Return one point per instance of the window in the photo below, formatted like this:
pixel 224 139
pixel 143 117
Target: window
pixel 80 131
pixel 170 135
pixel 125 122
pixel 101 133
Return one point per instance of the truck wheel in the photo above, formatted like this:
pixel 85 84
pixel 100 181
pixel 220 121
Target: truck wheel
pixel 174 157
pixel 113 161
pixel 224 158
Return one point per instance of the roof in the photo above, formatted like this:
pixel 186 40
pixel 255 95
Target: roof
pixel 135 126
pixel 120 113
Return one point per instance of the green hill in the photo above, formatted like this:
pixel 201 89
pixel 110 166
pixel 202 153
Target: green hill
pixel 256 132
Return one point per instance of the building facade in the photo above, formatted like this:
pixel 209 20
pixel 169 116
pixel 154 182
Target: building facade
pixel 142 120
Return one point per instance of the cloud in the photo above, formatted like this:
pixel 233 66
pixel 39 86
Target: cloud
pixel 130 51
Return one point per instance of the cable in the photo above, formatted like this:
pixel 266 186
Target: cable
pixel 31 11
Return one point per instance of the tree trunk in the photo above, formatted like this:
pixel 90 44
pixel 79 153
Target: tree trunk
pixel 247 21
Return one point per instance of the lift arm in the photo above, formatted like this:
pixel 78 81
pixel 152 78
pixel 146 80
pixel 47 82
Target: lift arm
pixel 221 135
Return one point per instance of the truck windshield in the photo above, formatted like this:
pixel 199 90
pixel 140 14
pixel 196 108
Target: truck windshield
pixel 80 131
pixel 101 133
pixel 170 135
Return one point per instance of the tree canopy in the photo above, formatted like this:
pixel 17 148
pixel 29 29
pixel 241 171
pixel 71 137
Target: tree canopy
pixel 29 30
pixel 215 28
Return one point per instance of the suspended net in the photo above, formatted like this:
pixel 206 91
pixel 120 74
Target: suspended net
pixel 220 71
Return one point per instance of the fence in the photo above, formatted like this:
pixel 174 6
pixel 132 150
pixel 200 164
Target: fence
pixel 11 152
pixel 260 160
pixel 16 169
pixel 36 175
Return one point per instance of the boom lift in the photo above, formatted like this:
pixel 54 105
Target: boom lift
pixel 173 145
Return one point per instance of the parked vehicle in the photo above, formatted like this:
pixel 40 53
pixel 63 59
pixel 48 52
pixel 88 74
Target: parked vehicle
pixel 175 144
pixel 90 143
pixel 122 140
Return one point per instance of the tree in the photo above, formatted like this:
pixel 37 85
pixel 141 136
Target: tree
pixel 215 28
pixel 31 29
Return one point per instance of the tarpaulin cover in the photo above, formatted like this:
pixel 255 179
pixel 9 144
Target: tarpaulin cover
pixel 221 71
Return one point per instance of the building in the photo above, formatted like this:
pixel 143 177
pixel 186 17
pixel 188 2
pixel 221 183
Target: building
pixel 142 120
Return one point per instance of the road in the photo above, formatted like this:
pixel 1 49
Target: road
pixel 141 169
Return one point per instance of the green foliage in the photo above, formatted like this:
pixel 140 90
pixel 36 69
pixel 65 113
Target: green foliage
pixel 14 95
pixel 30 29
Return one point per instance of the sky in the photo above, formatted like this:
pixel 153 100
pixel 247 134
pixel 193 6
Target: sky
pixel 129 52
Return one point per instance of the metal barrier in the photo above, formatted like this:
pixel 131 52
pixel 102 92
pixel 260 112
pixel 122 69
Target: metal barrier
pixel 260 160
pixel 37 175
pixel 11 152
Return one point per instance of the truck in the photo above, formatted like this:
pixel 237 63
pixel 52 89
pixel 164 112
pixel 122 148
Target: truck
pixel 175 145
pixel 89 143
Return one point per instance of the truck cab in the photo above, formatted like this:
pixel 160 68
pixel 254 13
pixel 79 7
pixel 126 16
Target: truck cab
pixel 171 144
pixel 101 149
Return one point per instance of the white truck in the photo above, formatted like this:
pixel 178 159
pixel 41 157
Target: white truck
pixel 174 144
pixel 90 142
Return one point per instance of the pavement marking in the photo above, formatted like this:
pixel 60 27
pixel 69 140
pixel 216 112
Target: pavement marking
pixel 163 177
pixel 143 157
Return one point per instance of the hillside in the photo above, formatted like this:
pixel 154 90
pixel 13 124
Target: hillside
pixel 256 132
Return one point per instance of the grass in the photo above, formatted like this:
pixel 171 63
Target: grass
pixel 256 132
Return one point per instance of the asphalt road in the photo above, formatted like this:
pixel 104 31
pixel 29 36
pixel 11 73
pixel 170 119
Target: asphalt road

_PROBLEM_
Extract the listing in its entirety and repeat it exactly.

_RESPONSE TO THE EXERCISE_
Return one point per instance of the window in the photo below, formatted like this:
pixel 224 139
pixel 143 117
Target: window
pixel 80 131
pixel 170 135
pixel 125 122
pixel 101 133
Return one point per instance of the truck wheel in the photo above, formatted like this:
pixel 85 84
pixel 100 181
pixel 220 121
Target: truck wheel
pixel 174 157
pixel 113 161
pixel 224 158
Return one point per instance of the roof in the photo above, formatted like this:
pixel 186 40
pixel 255 95
Target: roof
pixel 135 126
pixel 120 113
Return one point per instance of the green hill in the photo above, formatted like this:
pixel 201 89
pixel 110 166
pixel 202 153
Target: green hill
pixel 256 132
Return one point per instance of the building facade in the photo above, formatted like this:
pixel 209 20
pixel 169 116
pixel 154 182
Target: building facade
pixel 142 120
Return one point per instance of the cloud in the photo above, formatted like this:
pixel 233 66
pixel 39 86
Target: cloud
pixel 130 51
Return one point per instance of the cable in the photo above, formatted like this:
pixel 266 186
Target: cable
pixel 31 11
Return one point per instance of the tree trunk in the photo above, formatted like this:
pixel 90 44
pixel 79 153
Target: tree trunk
pixel 247 21
Return one point per instance of the lift arm in the photo above, formatted like this:
pixel 78 81
pixel 152 78
pixel 146 80
pixel 47 82
Target: lift arm
pixel 221 135
Return one point per instance of the truck windshield in the photo above, formatted like this:
pixel 199 90
pixel 140 14
pixel 196 108
Target: truck windshield
pixel 80 131
pixel 101 133
pixel 170 135
Return one point per instance of the tree canopy in the photo above, formatted like this:
pixel 17 148
pixel 29 29
pixel 241 171
pixel 71 137
Target: tree canopy
pixel 29 30
pixel 215 28
Return one point per instance of the suspended net in the photo above, formatted like this:
pixel 206 91
pixel 120 74
Target: suspended net
pixel 220 71
Return one point per instance of the fence in the photo above, formatted like this:
pixel 174 6
pixel 132 150
pixel 200 164
Target: fence
pixel 11 152
pixel 260 160
pixel 16 169
pixel 36 175
Return one point per instance of the boom lift in the photo above, formatted like this:
pixel 54 105
Target: boom lift
pixel 173 145
Return one point per instance of the parked vehicle in the photo above, formatted like this:
pixel 40 53
pixel 63 59
pixel 48 52
pixel 88 74
Target: parked vehicle
pixel 175 144
pixel 90 143
pixel 122 140
Return one point per instance of the tree in the photo above, formatted like this:
pixel 37 85
pixel 141 136
Target: tree
pixel 215 28
pixel 31 29
Return one point per instance of the tarpaulin cover in the photo above, formatted like this:
pixel 255 179
pixel 9 144
Target: tarpaulin cover
pixel 221 71
Return one point per instance of the building in the photo above, formatted like this:
pixel 143 177
pixel 186 17
pixel 188 2
pixel 221 183
Target: building
pixel 142 120
Return one point per instance of the road in the photo above, formatted like this:
pixel 1 49
Target: road
pixel 141 169
Return one point per instance of the green foliage in the photo above, formatted like this:
pixel 140 90
pixel 36 69
pixel 65 113
Target: green foliage
pixel 14 95
pixel 30 29
Return one point per instance of the sky in the photo above, formatted like this:
pixel 153 100
pixel 247 134
pixel 193 6
Target: sky
pixel 129 52
Return one point per instance of the metal barrier in the photo above, formatted like this:
pixel 131 52
pixel 102 92
pixel 260 112
pixel 122 69
Target: metal barrier
pixel 260 160
pixel 37 175
pixel 11 152
Return one point per instance of the truck in the photo above, formatted like this:
pixel 237 63
pixel 52 89
pixel 164 112
pixel 122 148
Target: truck
pixel 175 145
pixel 89 143
Return one point per instance of the truck cab in the photo above, formatted like this:
pixel 160 68
pixel 254 13
pixel 79 7
pixel 126 16
Target: truck cab
pixel 171 144
pixel 101 149
Return one point per instance of the white truck in the photo above, formatted like this:
pixel 178 159
pixel 41 157
Target: white truck
pixel 174 144
pixel 90 142
Return one point per instance of the pavement marking in the photo above, formatted like this:
pixel 60 27
pixel 69 140
pixel 216 112
Target: pavement marking
pixel 163 177
pixel 143 157
Return one point per instance of the hillside in the photo above, formatted like this:
pixel 154 90
pixel 13 124
Target: hillside
pixel 256 132
Return one point per instance of the grass in the photo above, formatted like this:
pixel 171 63
Target: grass
pixel 256 132
Return one point per instance of the asphalt road in the photo above, formatted like this:
pixel 104 31
pixel 29 36
pixel 11 73
pixel 170 119
Target: asphalt road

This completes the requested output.